What to work on
Begin at the top of the following data. Copy each line exactly until you have copied the line containing "mark: the innermost point of each instance of the recessed".
───
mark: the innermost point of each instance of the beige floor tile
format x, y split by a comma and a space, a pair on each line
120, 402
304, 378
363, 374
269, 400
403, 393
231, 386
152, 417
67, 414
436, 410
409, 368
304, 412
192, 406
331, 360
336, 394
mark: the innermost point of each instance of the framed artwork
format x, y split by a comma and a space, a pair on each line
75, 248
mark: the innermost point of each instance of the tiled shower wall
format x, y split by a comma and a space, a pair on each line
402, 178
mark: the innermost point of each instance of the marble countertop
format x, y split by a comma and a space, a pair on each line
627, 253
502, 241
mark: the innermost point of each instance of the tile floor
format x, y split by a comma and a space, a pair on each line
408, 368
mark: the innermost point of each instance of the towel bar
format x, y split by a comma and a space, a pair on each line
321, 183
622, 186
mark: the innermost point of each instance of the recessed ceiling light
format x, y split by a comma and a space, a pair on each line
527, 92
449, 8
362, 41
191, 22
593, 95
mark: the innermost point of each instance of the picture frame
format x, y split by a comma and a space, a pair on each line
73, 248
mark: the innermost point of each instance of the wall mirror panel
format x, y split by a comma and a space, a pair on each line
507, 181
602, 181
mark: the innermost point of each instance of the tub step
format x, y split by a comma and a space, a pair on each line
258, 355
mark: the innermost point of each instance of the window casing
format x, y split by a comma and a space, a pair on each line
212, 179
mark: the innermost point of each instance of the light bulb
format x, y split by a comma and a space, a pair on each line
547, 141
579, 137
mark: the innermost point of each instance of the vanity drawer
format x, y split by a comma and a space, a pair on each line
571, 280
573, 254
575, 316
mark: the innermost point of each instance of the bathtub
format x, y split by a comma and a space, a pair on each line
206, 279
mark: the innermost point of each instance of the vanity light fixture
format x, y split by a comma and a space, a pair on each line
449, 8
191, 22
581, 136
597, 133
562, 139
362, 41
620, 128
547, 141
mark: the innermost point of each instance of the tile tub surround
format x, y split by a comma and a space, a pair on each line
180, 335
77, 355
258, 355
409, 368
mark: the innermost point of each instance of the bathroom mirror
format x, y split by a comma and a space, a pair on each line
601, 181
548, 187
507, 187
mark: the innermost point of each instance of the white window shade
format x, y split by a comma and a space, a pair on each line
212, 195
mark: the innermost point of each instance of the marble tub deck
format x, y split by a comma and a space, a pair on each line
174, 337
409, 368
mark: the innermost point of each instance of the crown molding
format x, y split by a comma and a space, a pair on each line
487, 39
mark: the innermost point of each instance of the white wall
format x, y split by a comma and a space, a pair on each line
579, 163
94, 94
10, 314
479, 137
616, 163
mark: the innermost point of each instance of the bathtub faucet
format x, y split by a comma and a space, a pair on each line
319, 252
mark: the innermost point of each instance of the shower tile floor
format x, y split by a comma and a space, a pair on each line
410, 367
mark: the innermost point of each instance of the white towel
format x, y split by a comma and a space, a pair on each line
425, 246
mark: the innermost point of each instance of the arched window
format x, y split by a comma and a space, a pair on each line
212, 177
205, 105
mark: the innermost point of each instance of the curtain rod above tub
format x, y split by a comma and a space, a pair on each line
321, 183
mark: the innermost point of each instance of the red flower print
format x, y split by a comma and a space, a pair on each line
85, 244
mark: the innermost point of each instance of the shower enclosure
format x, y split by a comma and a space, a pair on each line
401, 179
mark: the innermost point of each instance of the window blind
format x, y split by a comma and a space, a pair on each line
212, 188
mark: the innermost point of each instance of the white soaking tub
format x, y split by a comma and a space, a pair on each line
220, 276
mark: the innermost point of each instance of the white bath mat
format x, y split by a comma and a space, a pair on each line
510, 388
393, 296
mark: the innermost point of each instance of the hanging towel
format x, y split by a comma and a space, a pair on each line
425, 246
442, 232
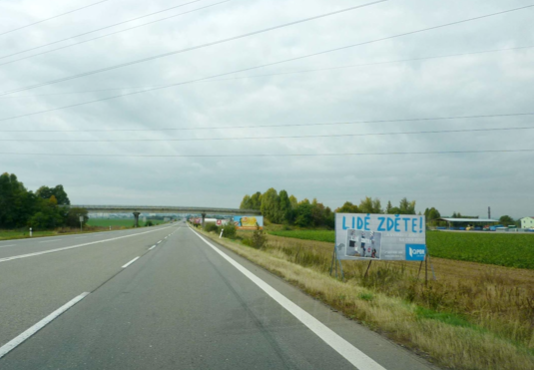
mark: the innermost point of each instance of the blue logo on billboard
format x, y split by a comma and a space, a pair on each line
415, 252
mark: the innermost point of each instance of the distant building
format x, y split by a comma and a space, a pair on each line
526, 223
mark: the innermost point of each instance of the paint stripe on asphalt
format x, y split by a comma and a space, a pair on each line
352, 354
71, 247
41, 324
129, 263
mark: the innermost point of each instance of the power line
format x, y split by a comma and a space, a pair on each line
244, 69
143, 60
310, 124
284, 73
250, 155
106, 35
271, 137
53, 17
191, 48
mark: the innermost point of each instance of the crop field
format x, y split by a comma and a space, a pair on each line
118, 222
503, 249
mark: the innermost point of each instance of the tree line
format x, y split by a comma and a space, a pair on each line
281, 208
47, 208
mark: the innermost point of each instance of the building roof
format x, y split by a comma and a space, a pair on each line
484, 220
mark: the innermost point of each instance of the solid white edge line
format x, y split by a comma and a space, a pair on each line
71, 247
129, 263
41, 324
352, 354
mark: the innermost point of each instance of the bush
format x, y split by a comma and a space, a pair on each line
229, 230
211, 227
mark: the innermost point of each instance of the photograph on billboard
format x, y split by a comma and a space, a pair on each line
363, 236
249, 222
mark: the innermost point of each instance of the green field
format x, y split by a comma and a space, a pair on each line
497, 249
118, 222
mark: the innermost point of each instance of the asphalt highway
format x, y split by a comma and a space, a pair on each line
165, 298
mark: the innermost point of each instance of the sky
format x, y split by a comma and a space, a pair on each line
341, 97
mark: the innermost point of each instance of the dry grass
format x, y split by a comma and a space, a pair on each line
474, 317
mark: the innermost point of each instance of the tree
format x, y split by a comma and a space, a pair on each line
432, 216
270, 205
49, 214
246, 202
317, 213
17, 204
256, 201
293, 201
44, 192
329, 218
348, 207
74, 214
303, 213
507, 220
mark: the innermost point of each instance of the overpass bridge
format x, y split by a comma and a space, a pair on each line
137, 210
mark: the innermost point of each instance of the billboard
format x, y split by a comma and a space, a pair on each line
365, 236
249, 222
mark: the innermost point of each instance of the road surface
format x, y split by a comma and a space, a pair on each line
165, 298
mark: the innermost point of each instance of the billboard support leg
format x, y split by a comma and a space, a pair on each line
332, 261
368, 268
432, 269
335, 264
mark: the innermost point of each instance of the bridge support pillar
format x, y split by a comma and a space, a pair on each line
136, 218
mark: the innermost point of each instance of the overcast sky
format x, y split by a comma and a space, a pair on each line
493, 83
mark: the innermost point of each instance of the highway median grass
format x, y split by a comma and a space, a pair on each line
93, 225
474, 317
503, 249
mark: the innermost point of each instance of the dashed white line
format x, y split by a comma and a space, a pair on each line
71, 247
129, 263
41, 324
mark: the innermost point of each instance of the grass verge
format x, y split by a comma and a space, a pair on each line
421, 323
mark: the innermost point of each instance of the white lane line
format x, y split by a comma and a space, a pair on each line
71, 247
41, 324
352, 354
129, 263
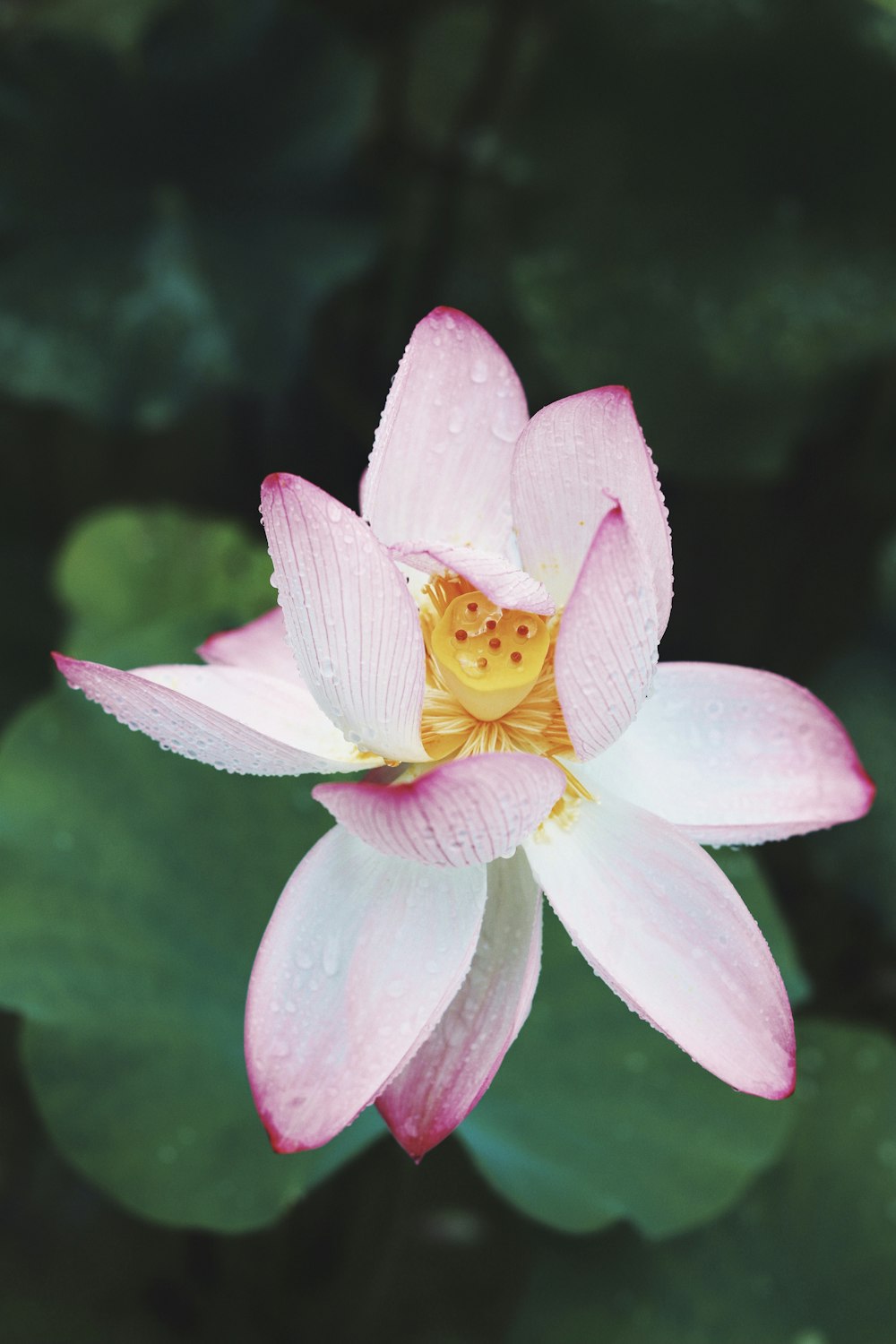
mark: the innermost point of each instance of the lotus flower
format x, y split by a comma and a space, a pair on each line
484, 640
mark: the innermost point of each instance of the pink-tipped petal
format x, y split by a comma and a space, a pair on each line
511, 588
573, 460
360, 959
260, 647
661, 924
237, 720
607, 644
441, 461
734, 755
454, 1066
351, 621
462, 812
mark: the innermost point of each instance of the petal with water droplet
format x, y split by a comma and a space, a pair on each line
452, 1067
462, 812
260, 647
735, 755
638, 900
238, 720
441, 461
485, 570
607, 642
571, 461
312, 1070
351, 621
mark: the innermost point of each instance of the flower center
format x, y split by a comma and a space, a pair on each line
489, 658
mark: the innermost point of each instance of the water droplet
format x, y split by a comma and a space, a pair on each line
331, 956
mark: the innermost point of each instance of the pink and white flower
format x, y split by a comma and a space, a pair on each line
484, 639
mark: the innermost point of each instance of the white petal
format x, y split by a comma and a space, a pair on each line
462, 812
258, 647
237, 720
441, 461
573, 460
607, 642
454, 1066
735, 755
351, 621
661, 924
360, 960
492, 574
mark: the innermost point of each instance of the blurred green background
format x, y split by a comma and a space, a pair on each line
218, 225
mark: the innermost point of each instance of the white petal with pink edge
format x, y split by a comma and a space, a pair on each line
661, 924
351, 621
485, 570
573, 460
606, 650
462, 812
260, 647
360, 959
454, 1066
734, 755
441, 461
237, 720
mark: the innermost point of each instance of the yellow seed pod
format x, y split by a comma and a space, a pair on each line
489, 658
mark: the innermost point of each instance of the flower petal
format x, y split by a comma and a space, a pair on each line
607, 642
441, 461
454, 1066
571, 461
485, 570
260, 647
351, 621
734, 755
237, 720
457, 814
661, 924
360, 960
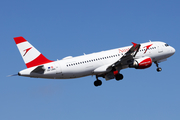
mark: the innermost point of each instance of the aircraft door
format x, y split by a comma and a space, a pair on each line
58, 68
160, 48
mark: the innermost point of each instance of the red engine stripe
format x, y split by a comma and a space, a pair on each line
19, 40
38, 61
───
Result for this task
mark: the innermost point of each instance of the beige floor tile
format x, y split by a comma and a space, a pair on each line
120, 402
304, 378
363, 374
269, 400
403, 393
231, 386
152, 417
67, 414
436, 410
409, 368
304, 412
192, 406
331, 360
336, 394
mark: the innermost point of each instance of the framed artwork
format x, y split by a comma and a space, a pair on each line
75, 248
mark: the innermost point of each instance of the tiled shower wall
format x, y split by a comma and a space, a pair on each line
402, 178
mark: the innermost point of each instance of the marble countertop
format x, y split by a comma and a space, a pair on each line
627, 253
502, 241
mark: the innermost point of each instance of the tile floor
format x, y split by a comma and a space, a pair on each line
408, 368
mark: the innermost point of each instance of the towel bar
format x, y split by a comma and a space, a pair on each line
321, 183
622, 186
mark: the innermost point of each instance of the recessed ceiling light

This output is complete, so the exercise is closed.